**ACTIVITY:**
Restate the entries word for word, omitting nothing.

**GIVEN RECORDS:**
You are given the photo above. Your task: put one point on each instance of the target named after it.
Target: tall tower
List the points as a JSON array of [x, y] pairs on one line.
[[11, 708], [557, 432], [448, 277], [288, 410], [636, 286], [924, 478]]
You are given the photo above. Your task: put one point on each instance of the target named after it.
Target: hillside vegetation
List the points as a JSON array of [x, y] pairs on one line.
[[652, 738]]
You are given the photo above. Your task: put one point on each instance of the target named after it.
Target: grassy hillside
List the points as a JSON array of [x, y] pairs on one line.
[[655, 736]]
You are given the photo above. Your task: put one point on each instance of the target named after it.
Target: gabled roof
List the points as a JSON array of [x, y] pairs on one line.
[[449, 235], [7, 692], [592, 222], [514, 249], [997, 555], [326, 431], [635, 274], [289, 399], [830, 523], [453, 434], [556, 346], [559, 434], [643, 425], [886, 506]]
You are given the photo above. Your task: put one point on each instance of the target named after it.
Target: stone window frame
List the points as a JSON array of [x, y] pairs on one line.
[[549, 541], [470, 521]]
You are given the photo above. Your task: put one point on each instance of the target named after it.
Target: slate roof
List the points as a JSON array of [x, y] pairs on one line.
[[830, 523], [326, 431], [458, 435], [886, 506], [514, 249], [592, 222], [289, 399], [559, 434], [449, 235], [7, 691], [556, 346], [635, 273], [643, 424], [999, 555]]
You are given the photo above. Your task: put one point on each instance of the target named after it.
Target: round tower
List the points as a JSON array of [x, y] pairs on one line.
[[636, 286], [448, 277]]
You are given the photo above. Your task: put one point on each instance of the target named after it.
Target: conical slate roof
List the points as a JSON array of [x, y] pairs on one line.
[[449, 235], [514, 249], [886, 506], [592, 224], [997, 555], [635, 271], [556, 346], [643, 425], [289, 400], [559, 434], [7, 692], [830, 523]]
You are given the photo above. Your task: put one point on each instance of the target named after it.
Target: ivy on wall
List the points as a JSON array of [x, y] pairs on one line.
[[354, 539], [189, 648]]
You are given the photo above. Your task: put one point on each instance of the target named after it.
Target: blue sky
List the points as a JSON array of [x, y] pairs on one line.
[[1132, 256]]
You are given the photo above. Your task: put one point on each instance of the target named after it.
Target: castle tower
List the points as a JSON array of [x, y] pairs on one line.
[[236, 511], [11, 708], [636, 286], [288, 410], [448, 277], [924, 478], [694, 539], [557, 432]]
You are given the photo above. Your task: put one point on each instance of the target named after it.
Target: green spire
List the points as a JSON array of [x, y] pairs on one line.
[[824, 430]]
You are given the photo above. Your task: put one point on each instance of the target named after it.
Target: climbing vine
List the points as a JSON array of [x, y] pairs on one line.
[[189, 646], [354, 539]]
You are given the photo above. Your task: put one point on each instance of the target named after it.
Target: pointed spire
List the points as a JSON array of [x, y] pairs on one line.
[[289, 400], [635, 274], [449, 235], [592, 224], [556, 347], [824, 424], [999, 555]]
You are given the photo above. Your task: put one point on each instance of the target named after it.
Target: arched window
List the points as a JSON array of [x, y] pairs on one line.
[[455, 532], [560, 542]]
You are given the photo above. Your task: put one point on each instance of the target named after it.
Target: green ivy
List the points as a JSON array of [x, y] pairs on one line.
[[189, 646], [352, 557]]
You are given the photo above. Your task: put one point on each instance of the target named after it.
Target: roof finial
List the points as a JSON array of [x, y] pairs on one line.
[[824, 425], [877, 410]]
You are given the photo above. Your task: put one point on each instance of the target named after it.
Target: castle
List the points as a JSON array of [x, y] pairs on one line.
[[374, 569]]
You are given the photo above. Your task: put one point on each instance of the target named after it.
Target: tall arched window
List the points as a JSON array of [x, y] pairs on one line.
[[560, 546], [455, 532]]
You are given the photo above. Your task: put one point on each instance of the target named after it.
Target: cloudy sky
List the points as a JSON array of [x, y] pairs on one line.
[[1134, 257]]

**SOLUTION FOR THIS EXERCISE:**
You are given the photo above. Your task: put one point on each instance of the target named after it.
Target: tall tower
List the points as a JSON array of [x, y] pairs on one line.
[[11, 708], [557, 432], [448, 277], [288, 410], [636, 286], [924, 478]]
You are given the photo above. Your task: put one point on each instance of the target named after it.
Target: hillside vegetation
List the points as a JSON array of [x, y] pairs on one line.
[[652, 738]]
You are given the photo above. Your task: put one point on each instance of the target named after it.
Target: grassy hillside
List the points as a JSON array of [x, y] pairs on one line.
[[655, 736]]
You are given the photo above. Your task: put one point on each instance of the target named after it.
Target: gabled roof
List the points as a JSON array of [x, y] pairs on one line.
[[449, 235], [7, 692], [592, 222], [514, 249], [997, 555], [326, 431], [635, 274], [289, 399], [830, 523], [453, 434], [556, 346], [559, 434], [643, 425], [886, 506]]
You are given the photo above. Your task: put one point on each instance of the target named after it.
Target: stone window frame
List the points as a JSON array of [x, y] pairs on one line.
[[549, 541], [470, 521]]
You are given the photo above. Your task: put one point on each instance of the target named after it.
Target: slate roof
List the points as a JSON array of [x, y] pairs on one line.
[[830, 523], [326, 431], [458, 435], [886, 506], [514, 249], [592, 222], [289, 399], [559, 434], [449, 235], [7, 691], [556, 346], [635, 273], [643, 424], [999, 555]]
You are given the photo above. Your task: put one point on each instance of the target named after it.
Target: round tower
List the points as a JSON array of [x, y] pairs on one line.
[[636, 286], [448, 277]]
You are given the photo above. Your task: put one point on each instance of the target named after it.
Target: conical slate roof
List the points as a JSON array of [x, y] pairs on one line.
[[449, 235], [514, 249], [886, 506], [592, 224], [997, 555], [635, 271], [556, 346], [643, 425], [289, 400], [559, 434], [7, 692], [830, 523]]
You are given the photo above. Your task: put one point on each instance of the target named after it.
Target: ivy on wall
List the points as a JSON array of [x, y] pairs on one line.
[[354, 539], [189, 648]]
You are given the photo above. Your task: put one point on each instance of the target named after it.
Target: blue sky
List the points as a JSON array of [x, y] pairs on one line.
[[1132, 256]]
You are given the photo above. Your task: put one point on each instance of the target named after it.
Target: castle tower
List the points as a JSON array of [x, y] pairs on one line.
[[236, 511], [11, 708], [636, 286], [288, 410], [448, 277], [924, 478], [694, 539], [557, 432]]
You are given the photo above. Your task: put one point on each instance of the target named after it.
Target: green spire
List the points as a JSON array of [x, y] pairs on one line.
[[824, 430]]
You are given the photo above. Your task: put one point on each instance of the target named after it.
Target: climbing vine
List the points as a JSON array of [x, y] pairs on one line.
[[189, 646], [354, 539]]
You are given the photo above. Your task: put one point on each instance of the target named after it.
Target: pointed spire
List the points as a JSON array of [x, y] pairs on one line.
[[289, 400], [635, 274], [449, 235], [592, 224], [556, 347], [824, 424], [999, 555]]
You are given the photo above. Your task: put one point on each instance of the target named after it.
Target: arched window
List the points as a JSON array of [x, y] pairs on one line.
[[455, 532], [560, 542]]
You are given the photo above. Your task: put one point on each instance of the target named after it.
Target: green ivy
List the points as a JSON array of [x, y] pairs on one line.
[[189, 646], [352, 557]]
You are given the photo above. Your task: put one point on each instance of the target named after it.
Target: roof finial
List the points as a JSON array of [x, y] pairs on one line.
[[824, 425], [877, 410]]
You are given the photo above. Your task: put one point on each instance of the target named after it.
Target: castle
List the points as a JSON array of [x, y] pairs on one line.
[[374, 569]]
You are given the photo above. Your task: put one point on each instance of the target named after it.
Target: tall arched window
List the points as a JSON array of [x, y] pairs on one line.
[[560, 546], [455, 532]]
You are given the photo above. Your task: put one point on each instance of the target named after it.
Target: cloudy sky
List the points as a JSON array of [x, y] pairs on one line.
[[1134, 257]]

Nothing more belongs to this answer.